Consigne 1. D'après l'extrait sur les traités européens, quelle institution tranche en dernier ressort les différends juridiques entre les gouvernements nationaux et les institutions européennes ?
Consigne 2. Recopiez le passage de l'extrait sur les traités européens compris entre « Les traités ont » et « des sociétés européennes. » inclus, en changeant « dévaluation » en « réévaluation ».

Extrait du document.

╔══

Les traités ont essentiellement ancré le néolibéralisme dans le tissu même de l’Union européenne, interdisant de fait les politiques « keynésiennes » qui étaient monnaie courante au cours des décennies précédentes. Ils empêchent la dévaluation de la monnaie et l’achat direct de la dette publique par la banque centrale (pour les pays qui ont adopté l’euro), les politiques de gestion de la demande ou l’utilisation stratégique des marchés publics, ainsi que les dispositions généreuses en matière de protection sociale et la création d’emplois par le biais des dépenses publiques. Ils ont jeté les bases d’une réingénierie globale des économies et des sociétés européennes.
Les implications juridiques de ces traités - qui sont souvent éclipsées par des considérations sociales et économiques - ne peuvent être surestimées. En effet, même si la France et les Pays-Bas ont voté contre une constitution européenne commune en 2005, « en fin de compte, les traités établissent un ordre constitutionnel pour l’UE ». Il s’agit pourtant d’un ordre constitutionnel très particulier, en raison de sa nature supranationale (et donc intrinsèquement non démocratique). Contrairement aux constitutions nationales, elle ne peut être modifiée démocratiquement par les citoyens : elle ne peut être modifiée à l’unanimité que dans le cadre d’un nouvel accord international - ce qui, en termes pratiques, signifie qu’elle n’est pas amendable. La seule chose que les États individuels peuvent faire est de répudier l’ensemble de la structure.
Comme l’a dit le président de la Commission européenne lui-même, Jean-Claude Juncker, au début du mandat de SYRIZA, « il ne peut y avoir de choix démocratique contre les traités européens ».
Alexis TSipras et Jean-Claude Juncker ©newsroom
En outre, contrairement aux autres constitutions et cadres juridiques, qui définissent généralement la relation entre les différentes institutions d’un État et les droits fondamentaux des citoyens, cette constitution européenne effective « formule une philosophie (ou idéologie) économique spécifique sur laquelle elle se base ensuite - ou plutôt »constitutionnalise« - les réglementations détaillées qui encadrent sa politique économique ».
Elle le fait également en ancrant les normes et les règlements dans les constitutions nationales, les vidant ainsi progressivement de l’intérieur. Elle confère des pouvoirs immenses à la Cour de justice européenne, qui a le dernier mot sur les différends juridiques entre les gouvernements nationaux et les institutions européennes. Il n’est pas surprenant qu’Alec Stone Sweet, expert en droit international, ait qualifié cette évolution de « coup d’État juridique ».

╚══

Matériel fourni.
╔══

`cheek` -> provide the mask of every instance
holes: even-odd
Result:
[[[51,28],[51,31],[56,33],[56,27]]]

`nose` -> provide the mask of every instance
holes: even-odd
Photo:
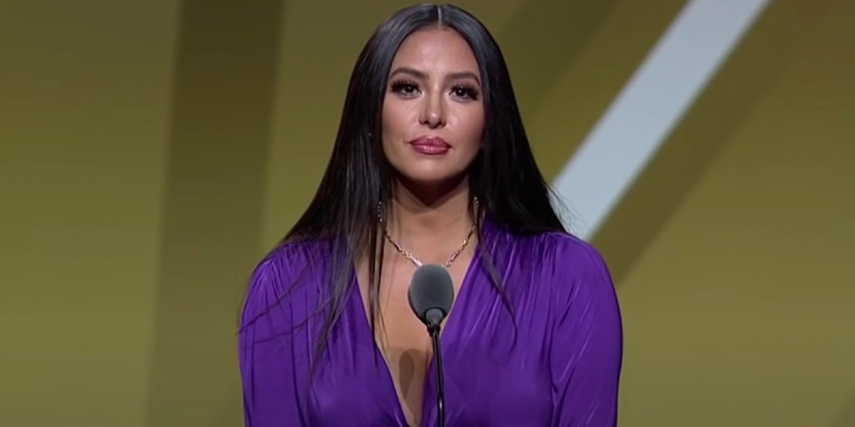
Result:
[[[431,129],[445,126],[445,112],[441,93],[434,91],[433,94],[424,97],[422,99],[424,105],[419,122]]]

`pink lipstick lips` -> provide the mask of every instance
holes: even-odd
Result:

╚══

Corrigé 1. La Cour de justice européenne

Corrigé 2.
Les traités ont essentiellement ancré le néolibéralisme dans le tissu même de l’Union européenne, interdisant de fait les politiques « keynésiennes » qui étaient monnaie courante au cours des décennies précédentes. Ils empêchent la réévaluation de la monnaie et l’achat direct de la dette publique par la banque centrale (pour les pays qui ont adopté l’euro), les politiques de gestion de la demande ou l’utilisation stratégique des marchés publics, ainsi que les dispositions généreuses en matière de protection sociale et la création d’emplois par le biais des dépenses publiques. Ils ont jeté les bases d’une réingénierie globale des économies et des sociétés européennes.